Jobs:
1 – What protection status does the Myōdate Kanga ruins article say the site holds?
2 – Write out the Myōdate Kanga ruins article word for word, from "- Public access: Yes" down to "to the southeast.".
3 – Using the Myōdate Kanga ruins article, explain what led to the establishment of Taga Castle.

Source excerpt:
========================================

- 38°36′38″N 140°53′45″E﻿ / ﻿38.61056°N 140.89583°E
- Periods: Kofun period
- Location: Ōsaki, Miyagi, Japan
- Region: Tōhoku region

History
- Built: 7th - 8th century AD

Site notes
- Length: 1,100 m (3,600 ft)
- Width: 700 m (2,300 ft)
- Public access: Yes (no public facilities)

= Myōdate Kanga ruins =

Myōdate Kanga ruins (名生館官衙遺跡, Myōdate Kangai iseki) is an archaeological site with the ruins of a Nara period government administrative complex located in what is now part of the city of Ōsaki, Miyagi prefecture in the Tōhoku region of far northern Honshu, Japan. It is protected by the central government as a National Historic Site. It slightly predates the construction of Taga Castle to the southeast.

==Background==
In the late Nara period, after the establishment of a centralized government under the Ritsuryō system, the imperial court sent a number of military expeditions to what is now the Tōhoku region of northern Japan to bring the local Emishi tribes under its control. Towards the end of the sixth century, the central government established a provincial capital and several fortified local administrative centers in what is now Fukushima Prefecture and Miyagi Prefecture; however, many of these early centers were destroyed in Emishi uprisings, notably in 709 AD, which led to the establishment of Taga Castle and subsequent re-colonization of the region.

========================================

Stored data:

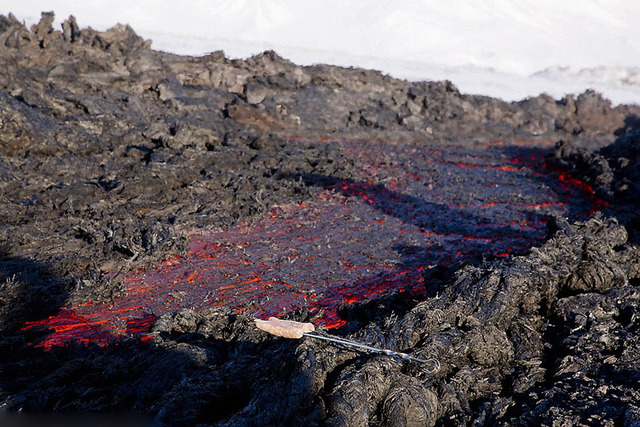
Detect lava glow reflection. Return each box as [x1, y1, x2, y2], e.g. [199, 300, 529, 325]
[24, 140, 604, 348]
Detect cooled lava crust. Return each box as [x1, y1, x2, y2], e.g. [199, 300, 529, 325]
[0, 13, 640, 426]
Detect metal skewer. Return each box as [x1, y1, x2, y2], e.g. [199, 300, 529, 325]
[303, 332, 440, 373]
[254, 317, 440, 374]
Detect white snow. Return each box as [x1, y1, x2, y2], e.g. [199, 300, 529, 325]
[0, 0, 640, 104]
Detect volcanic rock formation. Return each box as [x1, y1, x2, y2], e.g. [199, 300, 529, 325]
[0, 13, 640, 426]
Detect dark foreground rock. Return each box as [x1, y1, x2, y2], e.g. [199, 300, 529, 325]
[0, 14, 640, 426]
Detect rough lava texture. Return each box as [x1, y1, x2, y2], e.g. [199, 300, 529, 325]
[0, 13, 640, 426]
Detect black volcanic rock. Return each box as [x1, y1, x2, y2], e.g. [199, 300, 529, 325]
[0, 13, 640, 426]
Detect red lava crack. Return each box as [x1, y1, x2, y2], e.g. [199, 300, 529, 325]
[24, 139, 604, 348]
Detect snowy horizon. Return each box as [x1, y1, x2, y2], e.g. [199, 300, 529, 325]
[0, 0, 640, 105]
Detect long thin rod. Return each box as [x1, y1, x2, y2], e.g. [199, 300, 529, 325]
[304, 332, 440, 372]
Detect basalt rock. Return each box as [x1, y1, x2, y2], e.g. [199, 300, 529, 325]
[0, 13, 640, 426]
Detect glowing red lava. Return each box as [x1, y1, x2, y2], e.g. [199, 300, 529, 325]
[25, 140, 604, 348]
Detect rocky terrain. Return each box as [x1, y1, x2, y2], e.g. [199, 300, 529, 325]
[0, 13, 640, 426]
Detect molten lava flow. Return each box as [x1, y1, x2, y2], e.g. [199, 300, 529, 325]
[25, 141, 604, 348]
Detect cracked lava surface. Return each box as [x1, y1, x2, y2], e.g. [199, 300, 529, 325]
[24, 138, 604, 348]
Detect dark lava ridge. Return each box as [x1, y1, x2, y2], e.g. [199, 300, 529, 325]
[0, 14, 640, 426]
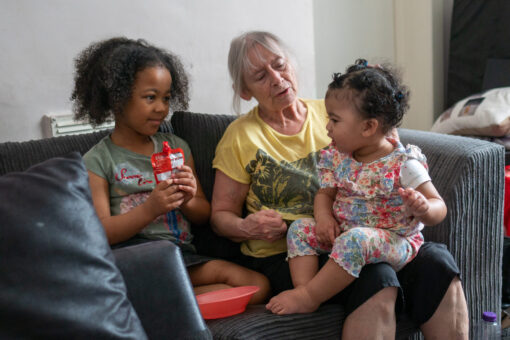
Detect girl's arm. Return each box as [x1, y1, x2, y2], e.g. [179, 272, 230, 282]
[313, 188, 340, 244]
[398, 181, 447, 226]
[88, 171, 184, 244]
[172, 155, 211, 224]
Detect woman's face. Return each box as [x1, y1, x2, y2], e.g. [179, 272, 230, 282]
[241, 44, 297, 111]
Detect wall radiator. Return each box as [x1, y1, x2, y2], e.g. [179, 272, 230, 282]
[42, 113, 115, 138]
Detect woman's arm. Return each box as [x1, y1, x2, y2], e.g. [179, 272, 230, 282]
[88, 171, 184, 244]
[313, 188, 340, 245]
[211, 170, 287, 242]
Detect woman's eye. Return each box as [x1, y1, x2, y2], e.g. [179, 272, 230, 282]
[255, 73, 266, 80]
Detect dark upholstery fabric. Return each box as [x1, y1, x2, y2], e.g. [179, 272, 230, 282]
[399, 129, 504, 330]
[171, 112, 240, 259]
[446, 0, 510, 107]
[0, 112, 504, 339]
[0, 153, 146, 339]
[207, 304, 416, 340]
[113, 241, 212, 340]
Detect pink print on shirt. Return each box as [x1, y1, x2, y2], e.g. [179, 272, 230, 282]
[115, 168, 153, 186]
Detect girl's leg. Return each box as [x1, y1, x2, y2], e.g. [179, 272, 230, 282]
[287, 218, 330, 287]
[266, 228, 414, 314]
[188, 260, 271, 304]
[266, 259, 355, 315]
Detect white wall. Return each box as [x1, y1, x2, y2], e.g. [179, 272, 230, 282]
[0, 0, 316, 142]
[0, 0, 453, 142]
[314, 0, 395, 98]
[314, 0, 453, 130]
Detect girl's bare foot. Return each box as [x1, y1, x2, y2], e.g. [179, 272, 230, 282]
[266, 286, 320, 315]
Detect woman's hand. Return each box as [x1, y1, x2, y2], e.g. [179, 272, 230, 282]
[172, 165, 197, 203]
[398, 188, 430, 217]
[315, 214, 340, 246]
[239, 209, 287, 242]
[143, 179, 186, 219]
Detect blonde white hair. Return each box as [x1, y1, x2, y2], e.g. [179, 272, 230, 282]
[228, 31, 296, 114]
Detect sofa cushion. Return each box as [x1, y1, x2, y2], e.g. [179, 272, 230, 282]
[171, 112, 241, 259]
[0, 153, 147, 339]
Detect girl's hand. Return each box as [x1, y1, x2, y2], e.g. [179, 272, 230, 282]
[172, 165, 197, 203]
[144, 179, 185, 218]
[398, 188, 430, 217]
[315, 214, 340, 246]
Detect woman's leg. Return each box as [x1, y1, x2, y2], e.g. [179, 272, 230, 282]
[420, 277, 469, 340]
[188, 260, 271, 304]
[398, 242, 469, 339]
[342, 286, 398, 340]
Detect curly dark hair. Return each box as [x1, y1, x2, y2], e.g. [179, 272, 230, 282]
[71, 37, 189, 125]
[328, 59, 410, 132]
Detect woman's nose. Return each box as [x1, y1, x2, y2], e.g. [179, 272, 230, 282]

========================================

Answers to the exercises:
1 – The central government protects it as a National Historic Site.

2 –
- Public access: Yes (no public facilities)

= Myōdate Kanga ruins =

Myōdate Kanga ruins (名生館官衙遺跡, Myōdate Kangai iseki) is an archaeological site with the ruins of a Nara period government administrative complex located in what is now part of the city of Ōsaki, Miyagi prefecture in the Tōhoku region of far northern Honshu, Japan. It is protected by the central government as a National Historic Site. It slightly predates the construction of Taga Castle to the southeast.

3 – Many of the early fortified administrative centers in what is now Fukushima and Miyagi prefectures were destroyed in Emishi uprisings, notably in 709 AD. This led to the establishment of Taga Castle and the later re-colonization of the region.